## Written exercise
Copy out exactly every line from the line containing "of the metal" until the records below end, inclusive of both boundary lines.

Saved entries

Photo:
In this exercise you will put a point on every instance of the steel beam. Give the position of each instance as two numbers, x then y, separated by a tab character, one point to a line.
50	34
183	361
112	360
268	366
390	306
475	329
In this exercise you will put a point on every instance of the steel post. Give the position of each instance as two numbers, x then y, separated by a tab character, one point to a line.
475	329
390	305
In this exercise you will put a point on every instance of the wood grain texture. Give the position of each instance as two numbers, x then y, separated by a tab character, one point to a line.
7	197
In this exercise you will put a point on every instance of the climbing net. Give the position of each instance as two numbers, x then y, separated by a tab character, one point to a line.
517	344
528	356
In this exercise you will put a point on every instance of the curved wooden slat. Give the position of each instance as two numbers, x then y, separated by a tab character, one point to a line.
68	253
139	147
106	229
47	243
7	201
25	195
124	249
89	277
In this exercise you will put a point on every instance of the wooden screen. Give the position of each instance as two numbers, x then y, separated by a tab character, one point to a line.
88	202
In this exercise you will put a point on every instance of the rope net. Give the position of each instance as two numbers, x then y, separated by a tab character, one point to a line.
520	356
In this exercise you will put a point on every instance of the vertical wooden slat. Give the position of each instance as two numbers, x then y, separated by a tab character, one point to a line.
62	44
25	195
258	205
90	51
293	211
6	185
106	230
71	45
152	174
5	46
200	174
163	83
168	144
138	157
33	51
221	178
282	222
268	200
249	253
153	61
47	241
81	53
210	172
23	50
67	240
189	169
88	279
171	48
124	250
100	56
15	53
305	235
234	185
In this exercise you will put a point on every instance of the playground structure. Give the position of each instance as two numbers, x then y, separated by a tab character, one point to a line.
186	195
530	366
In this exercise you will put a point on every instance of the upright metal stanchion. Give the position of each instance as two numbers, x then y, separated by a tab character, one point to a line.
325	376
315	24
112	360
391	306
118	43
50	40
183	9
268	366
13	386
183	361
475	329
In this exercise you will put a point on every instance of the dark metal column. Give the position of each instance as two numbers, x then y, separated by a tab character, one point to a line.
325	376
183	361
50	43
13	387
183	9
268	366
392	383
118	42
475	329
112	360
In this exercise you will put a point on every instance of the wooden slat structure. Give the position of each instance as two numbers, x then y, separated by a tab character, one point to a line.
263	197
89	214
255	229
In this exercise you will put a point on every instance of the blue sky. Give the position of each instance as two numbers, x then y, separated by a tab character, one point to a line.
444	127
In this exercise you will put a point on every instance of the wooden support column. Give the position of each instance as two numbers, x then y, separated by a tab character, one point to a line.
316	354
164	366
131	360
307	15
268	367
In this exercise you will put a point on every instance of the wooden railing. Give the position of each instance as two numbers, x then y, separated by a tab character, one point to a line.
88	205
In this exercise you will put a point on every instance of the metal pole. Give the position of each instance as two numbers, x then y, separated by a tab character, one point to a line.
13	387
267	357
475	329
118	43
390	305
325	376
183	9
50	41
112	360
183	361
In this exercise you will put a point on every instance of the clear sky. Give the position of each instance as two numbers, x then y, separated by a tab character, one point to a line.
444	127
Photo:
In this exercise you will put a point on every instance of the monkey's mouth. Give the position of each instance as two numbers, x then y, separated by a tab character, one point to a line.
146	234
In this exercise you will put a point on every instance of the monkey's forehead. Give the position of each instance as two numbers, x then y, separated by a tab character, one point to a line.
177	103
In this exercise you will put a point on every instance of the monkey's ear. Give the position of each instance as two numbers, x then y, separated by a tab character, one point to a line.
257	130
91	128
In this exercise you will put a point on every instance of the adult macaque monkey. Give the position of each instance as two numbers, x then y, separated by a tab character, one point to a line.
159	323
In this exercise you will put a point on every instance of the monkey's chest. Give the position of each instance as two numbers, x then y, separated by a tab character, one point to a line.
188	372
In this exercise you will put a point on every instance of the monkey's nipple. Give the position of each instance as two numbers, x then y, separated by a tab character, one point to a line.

## Final result
In this exercise you will put a point on every instance of the metal pole. Give the position of each instance as two numbers, x then y, separated by a tab character, one point to a line.
13	387
267	357
475	329
118	43
390	305
325	376
183	9
50	41
112	360
183	361
In this exercise you will put a point on every instance of the clear sky. Give the position of each instance as two numbers, x then y, separated by a tab character, one point to a line.
444	127
Photo:
In this exercise you will put a point on every instance of the monkey's mouth. Give the position of each instance as two numbers, x then y, separated by a tab character, one point to a line.
146	234
In this exercise you will put a point on every instance of the monkey's forehead. Give the position of each instance as two numbers, x then y, separated by a tab character, one point to a line.
177	103
In this exercise you will put a point on every instance of the monkey's ear. Give the position of each instance as two numbers, x then y, separated by a tab character, one point to a line.
257	130
91	128
In this exercise you will put a point on every instance of the adult macaque monkey. Give the position of each instance as two numbers, x then y, separated by a tab character, one point to a line.
159	323
In this exercise you will put a point on every instance of the monkey's chest. Give the position of each instance as two numbers, x then y, separated by a tab character, one point to a line.
188	372
In this exercise you will put a point on every instance of the monkey's nipple. Give the position of each instance as two numbers, x then y, separated by a tab character, one point to a line.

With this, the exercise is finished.